*SUPPLIED DATA:*

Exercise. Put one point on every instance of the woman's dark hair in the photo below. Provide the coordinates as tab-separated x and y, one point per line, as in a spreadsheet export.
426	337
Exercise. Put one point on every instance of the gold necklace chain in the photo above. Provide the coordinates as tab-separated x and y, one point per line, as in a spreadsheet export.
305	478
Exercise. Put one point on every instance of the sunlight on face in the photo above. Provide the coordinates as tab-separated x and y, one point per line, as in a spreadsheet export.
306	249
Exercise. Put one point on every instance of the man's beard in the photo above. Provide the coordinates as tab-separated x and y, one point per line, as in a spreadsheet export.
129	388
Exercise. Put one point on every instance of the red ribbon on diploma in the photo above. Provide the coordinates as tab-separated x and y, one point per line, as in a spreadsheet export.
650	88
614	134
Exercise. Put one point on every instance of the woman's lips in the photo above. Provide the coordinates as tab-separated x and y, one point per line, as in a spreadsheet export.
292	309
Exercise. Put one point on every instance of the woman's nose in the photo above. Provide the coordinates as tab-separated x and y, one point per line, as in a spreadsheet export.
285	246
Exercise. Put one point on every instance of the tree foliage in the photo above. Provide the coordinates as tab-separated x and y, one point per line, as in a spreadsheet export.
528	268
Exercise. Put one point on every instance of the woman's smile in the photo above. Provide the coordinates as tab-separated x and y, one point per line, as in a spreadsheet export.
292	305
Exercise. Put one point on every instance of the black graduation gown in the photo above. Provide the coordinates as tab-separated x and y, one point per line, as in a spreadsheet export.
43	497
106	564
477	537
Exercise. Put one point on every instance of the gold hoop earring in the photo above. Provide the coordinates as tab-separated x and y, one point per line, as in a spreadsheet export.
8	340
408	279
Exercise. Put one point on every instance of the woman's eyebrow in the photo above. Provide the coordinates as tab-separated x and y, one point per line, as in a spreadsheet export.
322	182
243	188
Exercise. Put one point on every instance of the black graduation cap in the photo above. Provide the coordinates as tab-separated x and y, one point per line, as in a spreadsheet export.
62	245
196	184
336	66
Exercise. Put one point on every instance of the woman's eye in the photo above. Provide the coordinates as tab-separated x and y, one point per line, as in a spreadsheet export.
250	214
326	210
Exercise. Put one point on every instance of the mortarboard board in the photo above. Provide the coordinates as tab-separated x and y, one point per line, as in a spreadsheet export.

*EXERCISE:*
Rewrite all of the material above with "spreadsheet export" changed to "plain-text table" wherever it occurs, keeping everything else the same.

*RESULT OF THIS EXERCISE:*
Exercise. Put one point on every instance of the woman's dark hair in the photo below. Provide the coordinates as tab-separated x and y, one point per line, as in a plain-text table.
426	337
Exercise. Put one point on every instance of the gold necklace chain in the photo above. Provide the coordinates as tab-separated x and y, one point per line, as in a plain-text table.
305	478
Exercise. Put one point on every instance of the sunlight on face in the photo above. Provide the coordinates as tab-separated x and y, one point per line, as in a plain-text table.
306	249
Exercise. Put one point on every instance of the man's beard in the photo above. Provide the coordinates as tab-separated x and y, one point per line, as in a plain-text table.
129	388
Exercise. Put one point on every instance of the red ribbon on diploma in the photo above. Provide the coordinates as tab-separated x and y, one point per line, as in a plain-text table.
650	88
614	134
Exercise. Put one point on every instance of the woman's lips in the photo above. Provide the coordinates as tab-separated x and y, one point per line, as in a plain-text table.
292	309
Exercise. Put one point on every instance of the woman's nose in the photo above. Provide the coordinates as tab-separated x and y, one point per line, as in a plain-text table.
285	246
Exercise. Put one point on every instance of the tree foliage in the photo above. Provide the coordinates as tab-separated x and y, one point per line, as in a plain-text table.
528	268
Exercise. Put one point on every instance of the woman's smile in the photo above. Provide the coordinates as tab-separated x and y, one point per line, as in a plain-text table.
292	305
Exercise. Put one point on every instance of the black graduation gown in the photo above. Provide the coordinates as tab-separated x and y, one point per line, as in a plain-text table.
43	497
106	564
477	537
Exercise. Put one point on every instance of the gold hoop earring in the photo above. Provide the coordinates as tab-separated x and y, one point per line, as in a plain-text table.
8	340
408	279
Exercise. Put one point on every instance of the woman's eyebrow in the photo above. Provide the coordinates as tab-separated x and y, one point per line, as in a plain-text table.
322	182
243	188
Exercise. Put one point on every instance of the black graduation cap in the photo above. Provide the coordinates as tab-separated x and y, one point per line, as in a plain-text table.
62	245
196	184
336	66
Exercise. Put one point on every instance of the woman's eye in the photo above. Provide the coordinates as tab-separated x and y, one point per line, as in a plain-text table.
250	214
326	210
Exercise. Put one point on every instance of the mortarboard board in the photo above. Provide the coordinates as tab-separated x and y, one point per line, as in a plain-text table.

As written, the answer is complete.